> **What to work on**: Render into Spanish the following sentence from the commentary on the Sequester: "Sequester carries a flavor of gravitas, of a rational, prudent step being taken to resolve something."

Years back, George Carlin had a singularly perfect bit about “shell shock” becoming “battle fatigue” becoming “operational exhaustion” becoming “post-traumatic stress disorder.” Carlin was arguing a point that has been made multiple times: how you think affects what you think. That war is terrible and destroys the people it touches is morphed gradually into the standard operating procedure being that a wellness specialist provides positive incremental feedback to help you self-actualize a post-incident readjustment. (Translation: a handful of prescriptions and a psychologist will, somehow, magically make you okay with how you now have to learn to wipe your ass with the metal hooks that replaced your hands when they got blown off while you were fighting the war to make Dubya’s father’s friends even richer. And if you complain? You will be humored and taught/conditioned to not complain out loud. Why? Because complaining is what losers do. Complaining is what quitters do. And complaining is how every single revolution ever got started.)
Bill Hick, a comedian who died much too young, made a similar observation about how Debbie Gibson writes all her songs: “Yeah, she writes all her own songs about her own real life experiences. [W]hat’s the next one called? ‘Mom, why am I bleeding?’ When did we start listening to pre-pubescent white girls? […] We have at our fingertips the greatest minds of all time, the knowledge and history of the greatest thinkers of all fucking time, but no, what’s that little white girl saying? Let’s go put Debbie Gibson’s thoughts on compact disc so they’ll never be destroyed.”
I saw the Carlin-Hicks offspring last night (or the night before) in an ABC News item about the effect of the Sequester.
First, see how it’s called “the Sequester”? (Ted may have covered this already.) It’s a frickin’ budget cut. So why call it “the Sequester”? Because that sounds better. When someone says “sequester” you think of one of two things — a jury being put in a room to decide a legal case or carbon dioxide being pumped into the bottom of the ocean. Sequester carries a flavor of gravitas, of a rational, prudent step being taken to resolve something. Budget cut carries a flavor of failure. And this time, there’s enough blame to go around for everyone on all three sides (Rep., Dem., and Journ.). So everyone’s calling it Sequester.
Second, the ABC News piece shows the culmination of the Carlin-Hicks hypothesis. The piece had the cutesy widdle part about how pwecious middle schoolers weren’t able to go on tours of the White House because those tours were cancelled as part of the Sequester. And there were clips of the semi-articulate children reciting what they’d memorized ahead of time (see Debbie Gibson). They’d even made some adowable signs about how the “White House is our house.” (I guess the cards that read, “Mom, why am I bleeding?” and “Why am I getting hair in my armpits” weren’t ready.)

[Saved entries]
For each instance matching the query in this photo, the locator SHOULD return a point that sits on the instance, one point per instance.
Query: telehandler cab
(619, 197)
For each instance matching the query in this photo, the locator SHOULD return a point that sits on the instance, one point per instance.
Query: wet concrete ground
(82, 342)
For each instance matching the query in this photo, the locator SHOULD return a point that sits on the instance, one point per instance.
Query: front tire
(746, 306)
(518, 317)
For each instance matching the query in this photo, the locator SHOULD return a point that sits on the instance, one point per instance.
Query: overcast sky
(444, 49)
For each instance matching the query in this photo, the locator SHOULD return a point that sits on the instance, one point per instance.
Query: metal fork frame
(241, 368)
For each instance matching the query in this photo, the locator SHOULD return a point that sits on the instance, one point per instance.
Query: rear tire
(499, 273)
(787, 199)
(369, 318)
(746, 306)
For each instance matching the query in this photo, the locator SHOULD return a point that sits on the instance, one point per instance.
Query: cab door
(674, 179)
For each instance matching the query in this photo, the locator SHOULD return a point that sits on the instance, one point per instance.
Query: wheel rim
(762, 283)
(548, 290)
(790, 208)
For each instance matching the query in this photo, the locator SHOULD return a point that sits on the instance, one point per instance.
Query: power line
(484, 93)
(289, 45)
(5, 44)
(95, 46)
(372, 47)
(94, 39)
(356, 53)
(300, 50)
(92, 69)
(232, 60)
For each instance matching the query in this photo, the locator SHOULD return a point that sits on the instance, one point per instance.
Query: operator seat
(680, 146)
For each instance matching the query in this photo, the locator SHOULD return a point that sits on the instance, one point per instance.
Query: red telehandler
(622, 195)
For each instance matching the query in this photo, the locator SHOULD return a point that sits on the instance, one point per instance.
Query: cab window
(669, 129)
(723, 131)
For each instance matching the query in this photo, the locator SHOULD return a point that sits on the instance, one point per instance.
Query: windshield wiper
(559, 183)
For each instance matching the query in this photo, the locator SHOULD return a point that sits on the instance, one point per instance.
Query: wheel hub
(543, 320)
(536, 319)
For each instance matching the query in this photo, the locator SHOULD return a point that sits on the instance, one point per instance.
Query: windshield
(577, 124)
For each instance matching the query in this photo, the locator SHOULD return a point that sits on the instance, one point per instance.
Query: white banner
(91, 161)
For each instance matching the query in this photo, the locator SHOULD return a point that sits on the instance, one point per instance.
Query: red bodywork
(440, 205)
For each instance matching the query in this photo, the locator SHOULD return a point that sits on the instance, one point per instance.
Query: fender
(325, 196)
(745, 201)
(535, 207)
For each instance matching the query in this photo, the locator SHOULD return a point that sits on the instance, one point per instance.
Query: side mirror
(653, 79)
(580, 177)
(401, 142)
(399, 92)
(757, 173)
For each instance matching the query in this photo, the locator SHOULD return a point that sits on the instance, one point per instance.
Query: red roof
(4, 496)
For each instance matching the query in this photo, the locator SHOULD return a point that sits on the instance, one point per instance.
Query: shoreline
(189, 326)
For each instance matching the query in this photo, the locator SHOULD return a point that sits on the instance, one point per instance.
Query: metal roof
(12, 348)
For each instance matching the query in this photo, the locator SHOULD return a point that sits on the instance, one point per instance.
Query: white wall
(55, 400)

> **Answer space**: Sequester tiene un aire de solemnidad, de un paso racional y prudente que se da para resolver algo.